**Stated task**
List every euro amount that appears in the forum thread below about Irish Credit Bureau CRIF scores.
[Start of Source]
# Irish Credit Bureau CRIF Scores - can anyone translate/explain?



## nimu (21 Mar 2011)

Hello

Is there anyone who has experience/knowledge on how an ICB CRIF 2 score is calculated?

Firstly, apologies if this is the wrong place to post this, but it was the most suitable place I could see! Secondly, apologies for the length of the post - just wanted to give as much info as possible.

The background to my query is as follows....My partner applied for a loan two weeks ago and was declined. We couldn't understand the reason for the decision as it was well within his repayment capacity, he is a full time permanent PAYE worker with no major outgoings (e.g. no car loan, no mortgage, no rent) and he maintains a healthy balance on his current account ( and has never been overdrawn). He applied for the loan online with his own bank at night time a couple of weeks ago and a letter arrived within three days saying he had been declined. He ordered his credit report and it arrived today. On the credit report it shows his bank accessing his report at 22:19 and 22:16 on 10/03/2011. There are two histories on his report - one for a HP and one for his credit card. 

The HP was for Harvey Norman in the region of €1700 (zero per cent finance). It was fully paid within the 24 months and is showing as paid in full with no arrears or missed payments in the history. The CRIF 2 score against this was 520. 

The second account is a credit card account. It shows a outstanding balance of €600, credit limit of €3,900 and 24 months of up to date payments (no arrear, no missed payments). The CRIF 2 credit score against this is 508.

Can anyone shed some light why two up to date accounts with no arrears or missed payments would have scores this low? The amounts in both cases are quite low - can this affect a score in a negative manner?

Also, does anyone think it is odd that his bank accessed these records seemingly on an automated basis  twice at night time, with only three minutes between checks ? I would be very surprised if the decision is computer generated based on scores without human rationale applied!!

Would you think the ICB would explain the rating if contacted?
[End of Source]
[Start of Given data]
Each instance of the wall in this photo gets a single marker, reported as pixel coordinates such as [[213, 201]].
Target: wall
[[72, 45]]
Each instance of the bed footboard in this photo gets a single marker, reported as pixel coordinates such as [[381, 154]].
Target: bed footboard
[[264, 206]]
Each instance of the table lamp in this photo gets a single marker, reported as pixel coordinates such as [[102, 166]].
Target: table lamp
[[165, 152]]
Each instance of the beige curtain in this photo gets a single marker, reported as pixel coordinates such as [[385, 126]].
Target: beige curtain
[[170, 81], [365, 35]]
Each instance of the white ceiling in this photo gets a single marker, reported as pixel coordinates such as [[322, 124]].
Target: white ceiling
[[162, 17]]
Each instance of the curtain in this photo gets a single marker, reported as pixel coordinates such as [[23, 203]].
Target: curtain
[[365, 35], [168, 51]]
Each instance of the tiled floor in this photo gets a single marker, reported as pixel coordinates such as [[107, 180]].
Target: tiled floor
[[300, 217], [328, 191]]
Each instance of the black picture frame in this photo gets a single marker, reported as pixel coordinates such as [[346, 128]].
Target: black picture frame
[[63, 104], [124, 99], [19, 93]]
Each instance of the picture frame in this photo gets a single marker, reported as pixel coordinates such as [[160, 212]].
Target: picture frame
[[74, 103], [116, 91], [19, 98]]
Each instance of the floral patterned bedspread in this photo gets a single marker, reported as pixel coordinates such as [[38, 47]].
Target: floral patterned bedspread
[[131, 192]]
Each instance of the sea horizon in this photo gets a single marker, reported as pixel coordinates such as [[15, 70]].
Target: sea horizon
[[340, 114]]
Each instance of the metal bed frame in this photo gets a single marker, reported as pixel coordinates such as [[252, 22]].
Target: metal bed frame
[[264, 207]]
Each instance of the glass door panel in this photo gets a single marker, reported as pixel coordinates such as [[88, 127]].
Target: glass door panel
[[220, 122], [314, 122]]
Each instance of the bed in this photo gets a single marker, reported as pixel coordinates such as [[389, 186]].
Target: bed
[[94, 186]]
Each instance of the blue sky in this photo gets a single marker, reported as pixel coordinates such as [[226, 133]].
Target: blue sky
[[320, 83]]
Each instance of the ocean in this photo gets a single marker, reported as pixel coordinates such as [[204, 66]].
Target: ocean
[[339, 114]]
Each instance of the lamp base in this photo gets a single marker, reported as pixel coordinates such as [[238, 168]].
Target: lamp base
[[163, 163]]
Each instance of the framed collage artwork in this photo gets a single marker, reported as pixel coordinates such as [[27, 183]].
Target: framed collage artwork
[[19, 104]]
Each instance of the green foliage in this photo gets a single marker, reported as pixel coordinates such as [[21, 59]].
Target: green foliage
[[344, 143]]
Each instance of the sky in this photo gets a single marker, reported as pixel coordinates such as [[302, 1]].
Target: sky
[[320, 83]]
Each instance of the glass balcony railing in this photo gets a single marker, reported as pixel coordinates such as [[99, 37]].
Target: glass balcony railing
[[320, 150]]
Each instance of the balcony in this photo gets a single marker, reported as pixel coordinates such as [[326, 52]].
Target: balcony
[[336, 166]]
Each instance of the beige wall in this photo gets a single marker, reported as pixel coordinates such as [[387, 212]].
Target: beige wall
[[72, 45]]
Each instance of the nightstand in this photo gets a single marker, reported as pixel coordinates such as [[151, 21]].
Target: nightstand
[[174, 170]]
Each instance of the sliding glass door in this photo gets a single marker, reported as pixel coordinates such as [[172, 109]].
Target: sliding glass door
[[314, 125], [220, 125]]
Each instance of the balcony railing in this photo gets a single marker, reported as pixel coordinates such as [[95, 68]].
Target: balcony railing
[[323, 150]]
[End of Given data]
**Expected answer**
- €1700
- €600
- €3,900